### [Work required]
Please quote exactly the opening lines of the data, from the first line to the one where "Locate every instance of the shirt" appears.

[Referring expression data]
- - - - - - -

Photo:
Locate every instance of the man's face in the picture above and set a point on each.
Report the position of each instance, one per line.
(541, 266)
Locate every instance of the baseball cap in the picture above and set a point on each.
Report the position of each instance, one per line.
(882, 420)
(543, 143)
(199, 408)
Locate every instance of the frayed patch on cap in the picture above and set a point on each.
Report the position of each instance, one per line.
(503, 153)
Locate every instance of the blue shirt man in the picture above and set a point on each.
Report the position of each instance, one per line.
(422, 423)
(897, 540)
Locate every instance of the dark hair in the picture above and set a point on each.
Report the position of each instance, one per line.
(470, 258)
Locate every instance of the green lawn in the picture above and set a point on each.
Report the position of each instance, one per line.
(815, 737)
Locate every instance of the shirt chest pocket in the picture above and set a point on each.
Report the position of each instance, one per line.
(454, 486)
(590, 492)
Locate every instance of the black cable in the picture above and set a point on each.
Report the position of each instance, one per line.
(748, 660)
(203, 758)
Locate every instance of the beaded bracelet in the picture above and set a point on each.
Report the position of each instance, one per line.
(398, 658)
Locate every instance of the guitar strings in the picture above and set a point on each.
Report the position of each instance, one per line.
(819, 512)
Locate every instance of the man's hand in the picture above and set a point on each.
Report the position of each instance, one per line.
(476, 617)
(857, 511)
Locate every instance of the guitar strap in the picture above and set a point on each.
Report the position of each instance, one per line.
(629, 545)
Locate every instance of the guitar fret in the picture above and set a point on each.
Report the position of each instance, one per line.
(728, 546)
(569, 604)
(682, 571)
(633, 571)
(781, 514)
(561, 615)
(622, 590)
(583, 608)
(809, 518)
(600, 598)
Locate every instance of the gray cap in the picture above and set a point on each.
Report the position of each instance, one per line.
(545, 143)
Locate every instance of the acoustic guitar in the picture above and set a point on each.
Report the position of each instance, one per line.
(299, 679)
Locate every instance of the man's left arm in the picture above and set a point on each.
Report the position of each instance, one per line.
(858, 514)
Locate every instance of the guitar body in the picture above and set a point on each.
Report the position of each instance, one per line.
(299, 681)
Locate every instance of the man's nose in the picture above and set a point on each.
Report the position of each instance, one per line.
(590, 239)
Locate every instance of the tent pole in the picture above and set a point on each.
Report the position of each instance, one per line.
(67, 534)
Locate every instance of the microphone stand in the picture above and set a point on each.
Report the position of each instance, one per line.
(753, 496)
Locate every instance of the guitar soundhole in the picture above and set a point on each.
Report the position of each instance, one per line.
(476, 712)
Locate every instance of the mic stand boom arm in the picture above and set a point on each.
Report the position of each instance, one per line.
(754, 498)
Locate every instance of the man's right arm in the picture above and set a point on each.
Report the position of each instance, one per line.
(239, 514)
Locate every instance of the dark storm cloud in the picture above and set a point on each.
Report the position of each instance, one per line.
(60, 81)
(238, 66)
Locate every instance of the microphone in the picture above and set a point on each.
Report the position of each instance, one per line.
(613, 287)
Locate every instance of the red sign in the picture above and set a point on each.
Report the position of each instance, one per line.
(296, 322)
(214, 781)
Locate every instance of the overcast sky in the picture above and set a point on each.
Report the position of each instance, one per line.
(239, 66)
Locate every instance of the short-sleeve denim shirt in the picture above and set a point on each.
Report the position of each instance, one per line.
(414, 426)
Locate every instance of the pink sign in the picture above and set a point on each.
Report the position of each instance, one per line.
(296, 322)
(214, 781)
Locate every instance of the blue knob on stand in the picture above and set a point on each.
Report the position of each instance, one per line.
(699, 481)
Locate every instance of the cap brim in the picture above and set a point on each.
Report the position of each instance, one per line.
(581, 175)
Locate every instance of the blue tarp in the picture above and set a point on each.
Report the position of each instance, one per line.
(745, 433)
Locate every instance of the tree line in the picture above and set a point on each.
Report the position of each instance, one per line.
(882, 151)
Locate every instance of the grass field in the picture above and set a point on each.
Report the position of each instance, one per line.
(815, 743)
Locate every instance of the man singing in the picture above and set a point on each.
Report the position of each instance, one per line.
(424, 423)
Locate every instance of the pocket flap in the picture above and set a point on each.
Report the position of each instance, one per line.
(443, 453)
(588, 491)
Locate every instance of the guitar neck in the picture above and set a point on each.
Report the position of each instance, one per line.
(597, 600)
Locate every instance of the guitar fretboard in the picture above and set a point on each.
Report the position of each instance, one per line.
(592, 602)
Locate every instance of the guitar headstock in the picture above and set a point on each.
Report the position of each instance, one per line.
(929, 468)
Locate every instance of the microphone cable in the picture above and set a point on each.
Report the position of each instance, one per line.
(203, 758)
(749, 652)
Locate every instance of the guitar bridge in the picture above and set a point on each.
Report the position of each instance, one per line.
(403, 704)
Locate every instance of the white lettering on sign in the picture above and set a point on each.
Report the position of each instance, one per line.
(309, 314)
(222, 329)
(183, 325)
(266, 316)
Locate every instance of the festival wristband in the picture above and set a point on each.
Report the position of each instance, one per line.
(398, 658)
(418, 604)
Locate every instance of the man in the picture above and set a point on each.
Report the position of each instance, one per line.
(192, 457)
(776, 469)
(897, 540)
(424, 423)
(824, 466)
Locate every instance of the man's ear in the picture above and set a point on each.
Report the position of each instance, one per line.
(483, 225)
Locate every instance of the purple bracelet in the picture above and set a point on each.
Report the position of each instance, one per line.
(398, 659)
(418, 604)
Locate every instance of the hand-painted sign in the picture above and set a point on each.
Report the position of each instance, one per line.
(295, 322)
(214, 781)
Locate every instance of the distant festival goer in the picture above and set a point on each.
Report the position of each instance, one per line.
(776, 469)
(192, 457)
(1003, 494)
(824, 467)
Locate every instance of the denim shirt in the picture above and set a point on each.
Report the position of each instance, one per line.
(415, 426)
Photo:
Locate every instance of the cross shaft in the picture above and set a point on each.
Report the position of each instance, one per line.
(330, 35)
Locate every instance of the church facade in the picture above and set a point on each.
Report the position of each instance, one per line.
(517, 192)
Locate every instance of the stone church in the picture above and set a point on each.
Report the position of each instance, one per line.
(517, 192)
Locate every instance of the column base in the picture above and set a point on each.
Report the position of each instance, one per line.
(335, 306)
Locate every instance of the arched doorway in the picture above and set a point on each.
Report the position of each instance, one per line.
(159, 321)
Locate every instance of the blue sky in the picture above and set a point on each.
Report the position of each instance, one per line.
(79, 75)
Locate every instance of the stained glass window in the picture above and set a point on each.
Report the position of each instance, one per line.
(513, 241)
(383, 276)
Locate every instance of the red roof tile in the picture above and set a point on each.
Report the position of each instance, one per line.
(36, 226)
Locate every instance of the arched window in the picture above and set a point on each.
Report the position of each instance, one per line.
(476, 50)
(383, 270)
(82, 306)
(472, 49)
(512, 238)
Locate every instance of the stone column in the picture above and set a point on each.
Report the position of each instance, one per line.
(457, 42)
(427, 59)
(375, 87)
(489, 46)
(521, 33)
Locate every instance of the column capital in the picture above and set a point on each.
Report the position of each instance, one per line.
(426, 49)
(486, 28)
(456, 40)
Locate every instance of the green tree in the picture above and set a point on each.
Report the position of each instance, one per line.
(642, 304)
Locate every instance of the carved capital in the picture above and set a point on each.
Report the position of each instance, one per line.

- - - - - - -

### [Problem solution]
Photo:
Locate every instance of the man's face in the picture above and set a point on each.
Report the position of each instance, one per line.
(541, 266)
Locate every instance of the baseball cap in the picture above and set a point on each.
Report the position of each instance, one per line.
(882, 420)
(543, 143)
(199, 408)
Locate every instance of the frayed patch on cap in the picture above and set a point on each.
Report the position of each instance, one per line.
(503, 153)
Locate every instance of the blue shirt man in the picture above and set a point on each.
Report the position of each instance, one per line.
(422, 423)
(897, 540)
Locate every instance of the dark hair in the picture above and set a point on each.
Report the position of each instance, one per line.
(470, 258)
Locate every instance of the green lawn in the picture above and set a point on each.
Report the position of each instance, one per line.
(815, 737)
Locate every instance of the shirt chest pocket in the picture above and set a point on each.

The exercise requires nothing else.